## WORK REQUIRED
Transcribe the stretch of the mental wellbeing article from "The Right Time" through "experiencing similar situations.".

## TEXT SEGMENT
____

The Right Time
The following article is written by a 17 year old Sixth Form student, who wanted to get involved with Student Life to try and help fellow students who are experiencing similar situations.
For some people, discussing our mental wellbeing is something we try to avoid, diverting any questions with a simple “I’m fine”. Throughout high school, I did this on a weekly, sometimes daily basis, never really telling people how I felt.
Come sixth form and I find myself in a brand-new situation, one I have never experienced before and one that many people experience for the first time around this age in life; I was in a relationship. Teenage relationships are scary enough, especially when it’s your first, but we always want to try and make them work out perfectly, deluded by the teenage love stories we see in the movies. At first, I attempted to keep everything pretty and perfect and so I decided to keep the truth of my panic attacks separate from my boyfriend. Not out of deceit or disloyalty, but out of fear he’d think I was some moody drama queen who randomly cries for no apparent, external reason.

____

## RECORDS SUPPLIED

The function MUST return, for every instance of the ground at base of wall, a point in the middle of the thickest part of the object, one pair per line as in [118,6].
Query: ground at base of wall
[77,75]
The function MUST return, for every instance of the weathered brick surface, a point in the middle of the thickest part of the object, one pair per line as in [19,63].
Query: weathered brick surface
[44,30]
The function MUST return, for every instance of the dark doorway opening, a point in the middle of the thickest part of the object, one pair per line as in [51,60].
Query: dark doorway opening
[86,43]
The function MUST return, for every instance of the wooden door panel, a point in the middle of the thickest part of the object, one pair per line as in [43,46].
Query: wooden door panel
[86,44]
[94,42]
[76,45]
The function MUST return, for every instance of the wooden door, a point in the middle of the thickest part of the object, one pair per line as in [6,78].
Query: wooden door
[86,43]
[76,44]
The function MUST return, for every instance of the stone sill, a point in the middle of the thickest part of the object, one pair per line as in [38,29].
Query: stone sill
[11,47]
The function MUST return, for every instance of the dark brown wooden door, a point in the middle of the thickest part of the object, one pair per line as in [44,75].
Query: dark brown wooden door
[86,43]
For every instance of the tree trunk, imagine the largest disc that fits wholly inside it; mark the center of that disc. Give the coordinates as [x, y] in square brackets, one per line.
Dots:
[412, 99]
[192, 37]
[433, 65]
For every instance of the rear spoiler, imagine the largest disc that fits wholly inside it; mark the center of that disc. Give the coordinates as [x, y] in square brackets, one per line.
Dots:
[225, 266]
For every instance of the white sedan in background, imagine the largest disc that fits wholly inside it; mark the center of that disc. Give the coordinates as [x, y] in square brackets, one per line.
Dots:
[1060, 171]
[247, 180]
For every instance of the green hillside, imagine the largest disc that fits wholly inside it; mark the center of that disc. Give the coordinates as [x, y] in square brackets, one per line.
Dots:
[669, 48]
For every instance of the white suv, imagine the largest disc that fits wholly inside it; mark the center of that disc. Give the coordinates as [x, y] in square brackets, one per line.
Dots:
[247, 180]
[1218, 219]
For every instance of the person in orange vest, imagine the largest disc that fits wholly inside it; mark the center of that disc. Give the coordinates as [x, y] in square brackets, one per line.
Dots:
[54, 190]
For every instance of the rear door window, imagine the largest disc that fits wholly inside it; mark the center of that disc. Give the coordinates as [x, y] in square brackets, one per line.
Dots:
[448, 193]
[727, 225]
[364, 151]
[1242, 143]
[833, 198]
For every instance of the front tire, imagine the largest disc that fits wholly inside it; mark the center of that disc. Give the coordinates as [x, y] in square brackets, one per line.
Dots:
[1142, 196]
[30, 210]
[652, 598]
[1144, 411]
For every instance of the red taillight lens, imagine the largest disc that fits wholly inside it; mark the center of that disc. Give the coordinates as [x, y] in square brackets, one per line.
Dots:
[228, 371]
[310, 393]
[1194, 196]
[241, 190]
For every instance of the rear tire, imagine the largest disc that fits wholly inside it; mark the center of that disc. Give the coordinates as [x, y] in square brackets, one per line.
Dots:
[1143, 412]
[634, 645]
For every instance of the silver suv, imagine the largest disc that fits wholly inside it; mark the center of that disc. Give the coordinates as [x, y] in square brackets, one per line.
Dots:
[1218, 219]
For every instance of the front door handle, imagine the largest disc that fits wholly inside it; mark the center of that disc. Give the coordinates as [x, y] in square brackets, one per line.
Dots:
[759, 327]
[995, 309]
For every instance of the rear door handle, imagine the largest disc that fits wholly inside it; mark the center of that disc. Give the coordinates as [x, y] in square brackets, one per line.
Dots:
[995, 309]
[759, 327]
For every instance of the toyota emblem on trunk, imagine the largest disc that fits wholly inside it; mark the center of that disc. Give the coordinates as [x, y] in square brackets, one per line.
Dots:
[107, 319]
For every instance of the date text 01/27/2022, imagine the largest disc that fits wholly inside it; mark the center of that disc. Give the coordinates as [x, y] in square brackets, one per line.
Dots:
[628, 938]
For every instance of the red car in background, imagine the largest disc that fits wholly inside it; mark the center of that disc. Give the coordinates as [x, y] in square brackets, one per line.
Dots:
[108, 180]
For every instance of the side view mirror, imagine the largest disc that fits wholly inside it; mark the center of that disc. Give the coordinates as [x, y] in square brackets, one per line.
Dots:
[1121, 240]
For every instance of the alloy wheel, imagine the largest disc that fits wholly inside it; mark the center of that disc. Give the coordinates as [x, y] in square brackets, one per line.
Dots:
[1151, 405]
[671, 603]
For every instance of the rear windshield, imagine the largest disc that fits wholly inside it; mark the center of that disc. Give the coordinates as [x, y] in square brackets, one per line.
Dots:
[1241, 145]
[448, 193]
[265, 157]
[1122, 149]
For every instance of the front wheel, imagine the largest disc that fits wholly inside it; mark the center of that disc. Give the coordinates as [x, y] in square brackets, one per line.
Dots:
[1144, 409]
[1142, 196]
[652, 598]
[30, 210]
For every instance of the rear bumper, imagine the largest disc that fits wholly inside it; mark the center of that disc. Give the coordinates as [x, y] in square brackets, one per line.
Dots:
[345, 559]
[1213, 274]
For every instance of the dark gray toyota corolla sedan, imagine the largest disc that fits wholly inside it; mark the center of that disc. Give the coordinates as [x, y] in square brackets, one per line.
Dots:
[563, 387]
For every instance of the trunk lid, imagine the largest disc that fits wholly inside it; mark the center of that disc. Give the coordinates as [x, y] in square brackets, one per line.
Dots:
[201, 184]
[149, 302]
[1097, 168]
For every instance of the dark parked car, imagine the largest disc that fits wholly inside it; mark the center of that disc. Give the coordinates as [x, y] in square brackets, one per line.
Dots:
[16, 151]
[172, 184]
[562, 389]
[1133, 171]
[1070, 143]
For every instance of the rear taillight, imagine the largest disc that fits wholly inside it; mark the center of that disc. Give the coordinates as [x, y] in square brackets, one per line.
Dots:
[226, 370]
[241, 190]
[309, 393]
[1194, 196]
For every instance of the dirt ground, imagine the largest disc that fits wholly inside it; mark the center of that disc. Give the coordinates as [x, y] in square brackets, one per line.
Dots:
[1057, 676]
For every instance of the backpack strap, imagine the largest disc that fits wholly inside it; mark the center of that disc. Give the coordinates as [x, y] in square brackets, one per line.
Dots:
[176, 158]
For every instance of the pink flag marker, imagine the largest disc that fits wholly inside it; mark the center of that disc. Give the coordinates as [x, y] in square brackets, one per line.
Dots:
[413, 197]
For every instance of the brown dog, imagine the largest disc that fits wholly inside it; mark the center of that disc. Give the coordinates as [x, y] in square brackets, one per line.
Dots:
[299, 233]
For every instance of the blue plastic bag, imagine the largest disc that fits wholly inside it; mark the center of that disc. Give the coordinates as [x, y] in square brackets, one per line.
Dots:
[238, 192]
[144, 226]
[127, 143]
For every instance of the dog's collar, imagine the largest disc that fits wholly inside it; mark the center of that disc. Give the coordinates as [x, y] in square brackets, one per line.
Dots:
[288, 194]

____

## RESULT FOR THIS EXERCISE
The Right Time
The following article is written by a 17 year old Sixth Form student, who wanted to get involved with Student Life to try and help fellow students who are experiencing similar situations.